_Exercise passage:_

Saving infants through innovation
The Phototherapy light machine produces a blue light which is used to break down and neutralize the bilirubin protein that causes the yellow pigment in premature babies.
“It was discovered that the hospital personnel were unable to detect the effectiveness of the machine with the human eye. They could not tell whether the blue light was high, low or moderate,” Masi explained.
Masi further explained that the blu- meter has the ability to detect whether the light coming from the Phototherapy machine is enough to treat jaundice in babies.
Andrew Ndalama added that without the blu-meter device the hospital personnel may be astonished as to why a baby is not being treated after undergoing through the normal treatment procedure.
A clinical nurse at the Queen Elizabeth Central Hospital Chatinkha ward, Prince Mtenthaonga, who once used the blu-meter device, explained the importance of this device to the medical fraternity.
“This device is going to help us detect the therapeutical dose range which is given to the babies. If the bilirubin protein is high, it causes a brain damage called Kernicterus which is non-resolvable,”Mtenthaonga explained.
He further explained that with the blu-meter, they are able to assess the effectiveness of the Phototherapy machine. In addition, they are also able to detect machines that need to be either replaced or repaired.
The Dean of faculty of Engineering Dr Gregory Gamula explained that there are other devices being used which are pretty expensive. The blu-meter device is affordable; hence public hospitals can obtain them.
Dr Gamula added that this is not the final product because it has to be monitored, scaled up or improved for effective results.
The blu-meter device has been produced and manufactured in the Polytechnic Design Studio.
The Duo is currently looking for funding and sponsorship so that they should produce the final device, apply for clinical study, and produce in bulk to distribute in government hospitals.

_Data:_
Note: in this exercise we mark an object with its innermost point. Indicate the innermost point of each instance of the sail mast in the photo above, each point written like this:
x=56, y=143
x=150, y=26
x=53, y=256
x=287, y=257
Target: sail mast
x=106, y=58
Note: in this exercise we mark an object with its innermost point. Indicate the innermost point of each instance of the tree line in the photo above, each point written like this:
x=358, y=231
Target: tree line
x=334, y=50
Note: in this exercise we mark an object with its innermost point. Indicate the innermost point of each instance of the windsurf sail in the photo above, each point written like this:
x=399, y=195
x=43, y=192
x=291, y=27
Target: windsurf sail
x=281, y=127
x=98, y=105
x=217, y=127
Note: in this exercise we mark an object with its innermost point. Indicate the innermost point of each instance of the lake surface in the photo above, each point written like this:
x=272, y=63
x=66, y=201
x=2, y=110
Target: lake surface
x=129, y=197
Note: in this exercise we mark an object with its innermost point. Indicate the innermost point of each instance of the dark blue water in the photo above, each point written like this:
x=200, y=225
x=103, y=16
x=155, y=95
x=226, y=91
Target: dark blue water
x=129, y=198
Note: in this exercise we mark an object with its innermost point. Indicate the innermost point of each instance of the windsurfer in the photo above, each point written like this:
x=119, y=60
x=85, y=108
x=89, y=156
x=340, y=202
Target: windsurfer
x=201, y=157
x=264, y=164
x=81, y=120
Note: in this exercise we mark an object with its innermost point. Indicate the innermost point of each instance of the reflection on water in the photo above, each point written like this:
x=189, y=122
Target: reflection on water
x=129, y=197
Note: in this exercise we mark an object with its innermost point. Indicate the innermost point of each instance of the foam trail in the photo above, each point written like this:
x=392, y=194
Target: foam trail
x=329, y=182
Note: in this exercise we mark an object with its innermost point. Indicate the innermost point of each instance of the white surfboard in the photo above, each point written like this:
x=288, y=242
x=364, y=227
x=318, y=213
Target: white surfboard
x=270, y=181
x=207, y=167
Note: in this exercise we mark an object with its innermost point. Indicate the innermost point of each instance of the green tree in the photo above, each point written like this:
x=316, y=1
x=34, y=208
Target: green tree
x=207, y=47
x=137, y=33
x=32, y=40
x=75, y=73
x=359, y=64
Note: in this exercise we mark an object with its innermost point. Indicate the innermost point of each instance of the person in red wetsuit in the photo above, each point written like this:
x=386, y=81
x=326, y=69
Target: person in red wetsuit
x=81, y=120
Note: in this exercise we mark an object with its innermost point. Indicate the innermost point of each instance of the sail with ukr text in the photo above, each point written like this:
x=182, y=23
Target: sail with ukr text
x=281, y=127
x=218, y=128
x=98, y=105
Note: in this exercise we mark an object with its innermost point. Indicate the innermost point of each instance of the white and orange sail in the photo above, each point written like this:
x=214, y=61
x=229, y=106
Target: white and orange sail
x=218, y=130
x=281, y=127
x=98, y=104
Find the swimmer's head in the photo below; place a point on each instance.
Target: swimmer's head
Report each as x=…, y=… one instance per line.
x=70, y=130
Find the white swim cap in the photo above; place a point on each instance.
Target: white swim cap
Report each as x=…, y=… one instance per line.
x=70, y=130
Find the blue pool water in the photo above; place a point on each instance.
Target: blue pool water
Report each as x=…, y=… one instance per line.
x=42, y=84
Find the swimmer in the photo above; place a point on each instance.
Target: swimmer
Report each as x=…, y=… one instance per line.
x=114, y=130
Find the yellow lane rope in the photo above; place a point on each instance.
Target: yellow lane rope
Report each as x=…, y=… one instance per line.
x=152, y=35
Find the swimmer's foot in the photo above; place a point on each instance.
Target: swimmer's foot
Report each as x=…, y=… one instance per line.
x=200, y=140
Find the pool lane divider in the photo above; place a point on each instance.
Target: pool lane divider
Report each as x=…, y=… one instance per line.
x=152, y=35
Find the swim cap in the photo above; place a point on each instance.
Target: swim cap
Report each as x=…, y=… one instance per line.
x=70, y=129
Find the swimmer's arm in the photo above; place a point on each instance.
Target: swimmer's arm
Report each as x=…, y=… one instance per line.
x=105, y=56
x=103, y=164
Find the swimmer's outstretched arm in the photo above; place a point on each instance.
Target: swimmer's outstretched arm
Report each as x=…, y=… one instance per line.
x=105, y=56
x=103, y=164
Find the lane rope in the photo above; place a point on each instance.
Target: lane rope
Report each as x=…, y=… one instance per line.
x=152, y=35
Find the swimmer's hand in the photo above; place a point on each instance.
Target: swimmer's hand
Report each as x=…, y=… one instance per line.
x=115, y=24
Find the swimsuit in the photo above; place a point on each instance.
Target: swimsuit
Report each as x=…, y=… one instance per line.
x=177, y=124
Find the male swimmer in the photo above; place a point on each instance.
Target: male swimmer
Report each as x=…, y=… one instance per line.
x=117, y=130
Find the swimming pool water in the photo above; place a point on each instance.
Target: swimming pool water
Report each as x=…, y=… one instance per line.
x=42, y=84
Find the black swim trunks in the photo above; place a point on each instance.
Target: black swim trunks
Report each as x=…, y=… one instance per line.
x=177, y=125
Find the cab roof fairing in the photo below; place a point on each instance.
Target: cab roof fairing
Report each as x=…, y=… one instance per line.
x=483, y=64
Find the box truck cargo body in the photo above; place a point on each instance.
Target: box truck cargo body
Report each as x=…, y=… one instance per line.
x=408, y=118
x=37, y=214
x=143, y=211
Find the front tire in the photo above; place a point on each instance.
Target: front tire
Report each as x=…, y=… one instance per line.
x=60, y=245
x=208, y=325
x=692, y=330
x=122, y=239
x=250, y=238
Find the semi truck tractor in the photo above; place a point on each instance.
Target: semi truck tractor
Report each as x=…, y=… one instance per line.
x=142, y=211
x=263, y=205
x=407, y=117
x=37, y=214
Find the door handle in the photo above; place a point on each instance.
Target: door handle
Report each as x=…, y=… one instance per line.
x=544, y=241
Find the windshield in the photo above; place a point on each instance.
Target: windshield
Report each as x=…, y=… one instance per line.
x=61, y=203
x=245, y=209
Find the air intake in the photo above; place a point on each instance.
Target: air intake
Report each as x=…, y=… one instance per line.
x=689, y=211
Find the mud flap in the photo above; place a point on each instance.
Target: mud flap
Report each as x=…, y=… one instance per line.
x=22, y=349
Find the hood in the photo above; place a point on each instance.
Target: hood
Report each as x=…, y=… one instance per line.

_What is required:_
Answer these questions about the blu-meter text, one per line, numbered 1., 2. and 3. in your reply:
1. What kind of light does the Phototherapy light machine produce?
2. What brain damage does a high bilirubin level cause, according to the clinical nurse?
3. Where was the blu-meter device produced and manufactured?

_Written reply:_
1. A blue light.
2. Kernicterus.
3. In the Polytechnic Design Studio.